What the task asks
Pick out every line in the material below that contains the word "bridge", and copy each one.

^^^^

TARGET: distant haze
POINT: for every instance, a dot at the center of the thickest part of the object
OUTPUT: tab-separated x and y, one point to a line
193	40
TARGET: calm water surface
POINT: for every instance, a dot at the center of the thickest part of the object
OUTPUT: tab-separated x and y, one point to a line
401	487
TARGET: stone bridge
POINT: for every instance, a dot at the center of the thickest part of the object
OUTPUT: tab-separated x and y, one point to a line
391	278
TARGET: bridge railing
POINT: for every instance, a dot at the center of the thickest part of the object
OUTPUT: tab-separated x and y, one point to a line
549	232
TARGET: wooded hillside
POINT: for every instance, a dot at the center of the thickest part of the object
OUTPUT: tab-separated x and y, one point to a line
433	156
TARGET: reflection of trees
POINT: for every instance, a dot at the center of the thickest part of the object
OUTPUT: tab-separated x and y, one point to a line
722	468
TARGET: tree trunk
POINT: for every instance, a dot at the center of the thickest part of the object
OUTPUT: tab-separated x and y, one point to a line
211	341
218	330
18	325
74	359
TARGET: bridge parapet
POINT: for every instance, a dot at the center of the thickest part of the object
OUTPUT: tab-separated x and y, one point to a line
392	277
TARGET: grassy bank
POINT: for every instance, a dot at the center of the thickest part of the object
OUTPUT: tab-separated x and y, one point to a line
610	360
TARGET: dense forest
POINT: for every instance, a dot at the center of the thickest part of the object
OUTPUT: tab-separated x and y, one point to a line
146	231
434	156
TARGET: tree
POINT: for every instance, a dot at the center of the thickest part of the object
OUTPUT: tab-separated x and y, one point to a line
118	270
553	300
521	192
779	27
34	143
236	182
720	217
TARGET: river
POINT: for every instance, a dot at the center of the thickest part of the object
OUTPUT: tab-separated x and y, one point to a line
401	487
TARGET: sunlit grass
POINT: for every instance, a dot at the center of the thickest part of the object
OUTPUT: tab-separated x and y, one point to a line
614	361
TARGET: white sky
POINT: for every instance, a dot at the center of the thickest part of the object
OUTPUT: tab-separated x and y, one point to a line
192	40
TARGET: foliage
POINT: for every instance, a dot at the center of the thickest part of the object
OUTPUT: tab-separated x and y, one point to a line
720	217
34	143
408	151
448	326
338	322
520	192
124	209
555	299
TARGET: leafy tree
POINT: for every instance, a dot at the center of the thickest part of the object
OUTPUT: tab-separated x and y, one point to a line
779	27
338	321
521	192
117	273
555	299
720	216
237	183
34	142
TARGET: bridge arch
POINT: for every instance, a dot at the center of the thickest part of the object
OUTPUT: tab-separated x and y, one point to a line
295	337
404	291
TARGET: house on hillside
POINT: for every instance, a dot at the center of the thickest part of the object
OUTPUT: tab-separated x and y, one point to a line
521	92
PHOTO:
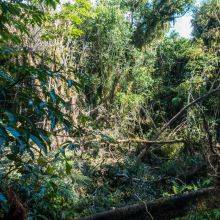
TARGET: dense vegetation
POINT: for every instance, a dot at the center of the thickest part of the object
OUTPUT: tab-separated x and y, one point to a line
102	107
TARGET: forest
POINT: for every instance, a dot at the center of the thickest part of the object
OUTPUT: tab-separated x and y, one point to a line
108	114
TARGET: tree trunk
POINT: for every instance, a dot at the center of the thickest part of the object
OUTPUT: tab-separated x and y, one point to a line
165	208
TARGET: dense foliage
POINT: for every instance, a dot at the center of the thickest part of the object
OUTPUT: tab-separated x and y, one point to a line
84	87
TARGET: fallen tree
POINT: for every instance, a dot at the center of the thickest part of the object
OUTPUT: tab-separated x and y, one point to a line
175	117
165	208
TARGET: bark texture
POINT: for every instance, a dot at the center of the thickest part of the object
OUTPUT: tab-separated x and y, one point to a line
165	208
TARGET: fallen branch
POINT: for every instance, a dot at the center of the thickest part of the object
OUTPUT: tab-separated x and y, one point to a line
212	92
142	141
165	208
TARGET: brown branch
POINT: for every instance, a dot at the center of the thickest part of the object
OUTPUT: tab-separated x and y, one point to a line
143	141
143	152
165	208
212	92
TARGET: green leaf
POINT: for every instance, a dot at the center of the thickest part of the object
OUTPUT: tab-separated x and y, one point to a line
13	132
6	76
38	142
68	168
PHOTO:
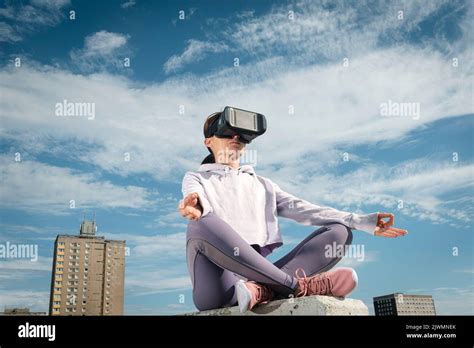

^^^^

Complete output
TARGET: stone bridge
TARGET: bridge railing
TARGET: bridge parapet
TARGET: bridge arch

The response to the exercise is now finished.